Supplied data -

>>

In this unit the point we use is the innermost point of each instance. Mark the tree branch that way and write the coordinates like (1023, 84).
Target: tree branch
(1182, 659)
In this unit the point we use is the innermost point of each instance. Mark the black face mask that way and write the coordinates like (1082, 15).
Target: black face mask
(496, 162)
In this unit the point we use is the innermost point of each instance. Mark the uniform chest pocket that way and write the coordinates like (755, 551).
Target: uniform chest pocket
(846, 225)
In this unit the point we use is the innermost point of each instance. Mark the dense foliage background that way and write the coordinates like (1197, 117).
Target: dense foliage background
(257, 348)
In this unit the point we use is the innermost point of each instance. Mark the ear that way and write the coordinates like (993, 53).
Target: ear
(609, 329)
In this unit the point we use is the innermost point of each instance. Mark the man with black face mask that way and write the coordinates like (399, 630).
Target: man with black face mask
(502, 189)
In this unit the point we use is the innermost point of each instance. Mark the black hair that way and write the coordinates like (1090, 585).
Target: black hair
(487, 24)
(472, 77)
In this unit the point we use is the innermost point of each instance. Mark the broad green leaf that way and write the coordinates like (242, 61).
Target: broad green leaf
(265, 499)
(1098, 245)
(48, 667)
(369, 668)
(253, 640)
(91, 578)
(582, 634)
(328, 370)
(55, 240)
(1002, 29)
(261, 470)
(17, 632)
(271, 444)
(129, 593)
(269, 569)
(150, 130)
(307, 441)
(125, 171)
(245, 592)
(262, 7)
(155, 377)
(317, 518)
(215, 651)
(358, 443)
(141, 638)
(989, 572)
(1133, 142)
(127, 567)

<<

Given task -
Repeat every entry exactly, please.

The response -
In this unit the point we use is the innermost point of each instance. Mark the tree branch that way and write the coordinates like (1023, 84).
Target: tree branch
(1182, 659)
In this unit the point we use is the innermost point of each instance. Mark the black face mask that way and write the coordinates like (1082, 15).
Target: black face mask
(496, 162)
In this unit the point we use is the innermost point of each instance. Mark the uniform chest pocket that way and write the coordinates like (755, 551).
Target: uniform chest pocket
(846, 225)
In this unit the point we use is the innermost point of each instance. Mark the dense foliage background that way and write the coordinates like (1197, 117).
Target: dense foliage background
(257, 348)
In this unit the point we use is the innermost point of each instance. Mark the ear that way and write the coordinates like (993, 53).
Target: ear
(609, 329)
In this unit the point we use is the innermost point of each instance. Mark the man with black face mask that way and write the coordinates like (399, 630).
Target: man with black face mask
(502, 189)
In this unit the point we use is the innermost point of each instance. Mark the black hair that way and write the coordinates like (1090, 585).
Target: black hair
(487, 24)
(472, 77)
In this unit the point we use is the innermost point of each instance. Mark the broad green leaf that way and write the coordinates like (242, 61).
Target: broad green leaf
(265, 499)
(1098, 245)
(48, 667)
(369, 668)
(253, 640)
(91, 578)
(582, 634)
(328, 370)
(55, 240)
(1002, 29)
(261, 470)
(17, 632)
(271, 444)
(129, 593)
(269, 569)
(150, 130)
(307, 441)
(125, 171)
(245, 592)
(262, 7)
(155, 377)
(317, 518)
(215, 651)
(358, 443)
(141, 638)
(989, 572)
(1133, 142)
(127, 567)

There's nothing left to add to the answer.